Outline records for named regions
^^^^^^^^^^^^^^^^
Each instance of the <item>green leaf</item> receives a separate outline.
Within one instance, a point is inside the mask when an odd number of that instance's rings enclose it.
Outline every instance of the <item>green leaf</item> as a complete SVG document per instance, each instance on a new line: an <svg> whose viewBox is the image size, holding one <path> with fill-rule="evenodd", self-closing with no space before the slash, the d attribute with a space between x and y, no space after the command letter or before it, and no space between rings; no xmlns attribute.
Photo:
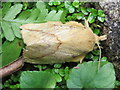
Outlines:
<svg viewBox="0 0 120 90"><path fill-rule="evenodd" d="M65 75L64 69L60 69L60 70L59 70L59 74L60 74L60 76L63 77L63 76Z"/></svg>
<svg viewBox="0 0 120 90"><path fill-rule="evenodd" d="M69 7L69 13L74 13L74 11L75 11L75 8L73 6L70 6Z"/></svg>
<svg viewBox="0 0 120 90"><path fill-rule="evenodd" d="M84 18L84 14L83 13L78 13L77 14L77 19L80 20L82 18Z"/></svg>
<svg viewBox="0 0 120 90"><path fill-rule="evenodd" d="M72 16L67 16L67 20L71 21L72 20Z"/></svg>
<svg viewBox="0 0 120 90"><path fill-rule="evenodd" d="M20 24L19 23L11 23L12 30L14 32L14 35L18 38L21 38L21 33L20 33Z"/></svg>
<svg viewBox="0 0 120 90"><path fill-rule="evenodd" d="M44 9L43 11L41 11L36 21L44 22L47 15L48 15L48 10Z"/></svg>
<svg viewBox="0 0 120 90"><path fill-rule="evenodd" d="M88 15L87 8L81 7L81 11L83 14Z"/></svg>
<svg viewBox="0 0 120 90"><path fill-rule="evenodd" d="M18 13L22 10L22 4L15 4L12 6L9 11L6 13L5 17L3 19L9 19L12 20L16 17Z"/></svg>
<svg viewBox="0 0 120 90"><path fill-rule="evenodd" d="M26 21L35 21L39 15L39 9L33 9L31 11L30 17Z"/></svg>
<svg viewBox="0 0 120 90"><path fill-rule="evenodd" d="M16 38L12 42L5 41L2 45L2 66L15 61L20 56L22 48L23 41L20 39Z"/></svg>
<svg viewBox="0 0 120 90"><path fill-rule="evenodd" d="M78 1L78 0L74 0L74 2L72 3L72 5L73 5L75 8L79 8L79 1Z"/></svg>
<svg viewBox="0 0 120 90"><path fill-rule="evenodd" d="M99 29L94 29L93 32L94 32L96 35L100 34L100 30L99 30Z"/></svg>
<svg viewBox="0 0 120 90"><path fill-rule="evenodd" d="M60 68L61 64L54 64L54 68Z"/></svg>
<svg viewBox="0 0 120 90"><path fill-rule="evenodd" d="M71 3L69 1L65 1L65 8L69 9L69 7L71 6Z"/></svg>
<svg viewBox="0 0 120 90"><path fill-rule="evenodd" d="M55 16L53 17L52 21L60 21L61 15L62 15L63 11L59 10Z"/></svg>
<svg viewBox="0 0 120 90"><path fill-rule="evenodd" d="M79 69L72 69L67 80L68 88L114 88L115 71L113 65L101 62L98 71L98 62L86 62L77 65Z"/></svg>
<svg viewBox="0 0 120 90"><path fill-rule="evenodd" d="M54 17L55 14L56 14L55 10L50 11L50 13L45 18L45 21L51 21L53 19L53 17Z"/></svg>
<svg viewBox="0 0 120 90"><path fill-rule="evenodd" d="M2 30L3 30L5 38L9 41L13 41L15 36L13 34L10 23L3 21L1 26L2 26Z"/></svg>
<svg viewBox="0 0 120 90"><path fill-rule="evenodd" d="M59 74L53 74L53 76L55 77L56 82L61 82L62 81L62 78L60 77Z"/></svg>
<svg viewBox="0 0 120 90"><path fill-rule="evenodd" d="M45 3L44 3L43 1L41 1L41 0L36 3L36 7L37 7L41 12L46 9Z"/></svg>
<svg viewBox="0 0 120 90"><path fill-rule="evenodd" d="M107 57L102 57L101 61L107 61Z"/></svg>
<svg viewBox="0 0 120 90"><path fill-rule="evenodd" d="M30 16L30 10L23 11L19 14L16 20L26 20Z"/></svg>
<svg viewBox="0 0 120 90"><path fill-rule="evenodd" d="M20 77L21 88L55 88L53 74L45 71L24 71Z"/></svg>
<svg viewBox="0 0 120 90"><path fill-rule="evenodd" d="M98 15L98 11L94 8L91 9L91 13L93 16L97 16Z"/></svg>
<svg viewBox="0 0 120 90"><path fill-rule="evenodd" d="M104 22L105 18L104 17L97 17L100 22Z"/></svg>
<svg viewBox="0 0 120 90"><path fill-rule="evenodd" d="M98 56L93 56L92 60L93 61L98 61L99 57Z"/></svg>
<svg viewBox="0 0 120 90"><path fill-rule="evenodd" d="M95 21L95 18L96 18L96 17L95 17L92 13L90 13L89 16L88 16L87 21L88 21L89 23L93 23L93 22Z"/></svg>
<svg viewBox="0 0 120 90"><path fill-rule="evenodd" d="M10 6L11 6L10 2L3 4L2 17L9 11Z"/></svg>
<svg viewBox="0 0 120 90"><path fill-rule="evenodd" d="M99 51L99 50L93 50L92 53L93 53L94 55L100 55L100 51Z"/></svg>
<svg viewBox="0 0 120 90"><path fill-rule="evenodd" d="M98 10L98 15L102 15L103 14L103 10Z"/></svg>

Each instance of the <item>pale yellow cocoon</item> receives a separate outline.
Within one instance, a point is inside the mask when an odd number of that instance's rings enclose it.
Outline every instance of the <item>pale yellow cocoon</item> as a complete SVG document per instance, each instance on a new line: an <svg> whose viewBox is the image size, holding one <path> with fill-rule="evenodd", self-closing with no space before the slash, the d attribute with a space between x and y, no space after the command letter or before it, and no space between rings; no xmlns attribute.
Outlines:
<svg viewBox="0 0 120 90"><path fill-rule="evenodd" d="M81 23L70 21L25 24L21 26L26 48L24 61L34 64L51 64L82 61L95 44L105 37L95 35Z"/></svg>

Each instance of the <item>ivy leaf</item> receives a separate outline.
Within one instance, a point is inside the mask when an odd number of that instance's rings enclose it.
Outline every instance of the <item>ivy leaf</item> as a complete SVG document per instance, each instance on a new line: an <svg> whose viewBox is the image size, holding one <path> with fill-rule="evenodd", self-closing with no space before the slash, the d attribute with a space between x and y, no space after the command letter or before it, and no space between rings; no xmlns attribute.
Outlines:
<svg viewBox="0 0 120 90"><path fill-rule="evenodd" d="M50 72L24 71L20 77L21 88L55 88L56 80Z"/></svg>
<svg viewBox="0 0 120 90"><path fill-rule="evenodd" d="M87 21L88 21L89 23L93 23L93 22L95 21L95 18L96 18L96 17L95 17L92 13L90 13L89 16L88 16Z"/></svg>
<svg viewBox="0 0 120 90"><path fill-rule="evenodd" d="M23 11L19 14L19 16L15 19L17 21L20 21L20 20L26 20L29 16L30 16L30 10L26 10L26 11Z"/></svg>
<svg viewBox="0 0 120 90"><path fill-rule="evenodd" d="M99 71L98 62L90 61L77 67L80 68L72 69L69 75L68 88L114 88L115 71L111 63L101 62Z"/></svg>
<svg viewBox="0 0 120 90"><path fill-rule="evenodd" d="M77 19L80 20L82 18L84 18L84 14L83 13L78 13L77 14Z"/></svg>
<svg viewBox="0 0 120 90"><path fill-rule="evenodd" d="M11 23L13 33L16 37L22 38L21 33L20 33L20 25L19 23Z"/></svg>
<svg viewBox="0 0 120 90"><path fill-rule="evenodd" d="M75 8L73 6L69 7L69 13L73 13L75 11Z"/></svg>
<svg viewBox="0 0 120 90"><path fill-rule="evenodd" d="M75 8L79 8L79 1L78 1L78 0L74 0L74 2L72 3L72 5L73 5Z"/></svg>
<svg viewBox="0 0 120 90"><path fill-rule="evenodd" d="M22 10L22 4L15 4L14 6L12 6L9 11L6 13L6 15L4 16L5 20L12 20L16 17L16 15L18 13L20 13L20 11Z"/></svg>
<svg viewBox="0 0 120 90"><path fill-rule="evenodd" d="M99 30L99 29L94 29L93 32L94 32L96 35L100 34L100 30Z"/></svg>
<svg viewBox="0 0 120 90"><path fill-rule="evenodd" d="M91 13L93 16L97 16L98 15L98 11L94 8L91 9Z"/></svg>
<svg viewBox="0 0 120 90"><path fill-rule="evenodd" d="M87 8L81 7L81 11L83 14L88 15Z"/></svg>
^^^^^^^^^^^^^^^^
Instructions to follow. Recast the part that opens with the line containing "Each instance of the <item>pale" and closes with the line containing "23L70 21L25 24L21" as a two-column CSV with columns instruction and outline. Give one row for each set of instructions and the outline that answers it, quote both fields, and turn line breaks into spaces.

Problem solution.
instruction,outline
"Each instance of the <item>pale yellow cocoon</item> receives a separate outline. Within one instance, a point is inside the mask when an odd number of that instance's rings enclose it. Outline every instance of the <item>pale yellow cocoon</item> as a complete SVG document per instance, each instance on a new line: an <svg> whose viewBox is the image size, holding one <path> with fill-rule=""evenodd"", self-closing with no space before the slash, the d attribute with a space between x and y, no space after the command letter or before it, and no space between rings; no xmlns attribute. Outlines:","<svg viewBox=""0 0 120 90""><path fill-rule=""evenodd"" d=""M81 23L70 21L25 24L21 26L26 48L24 61L34 64L51 64L82 61L95 44L105 37L95 35Z""/></svg>"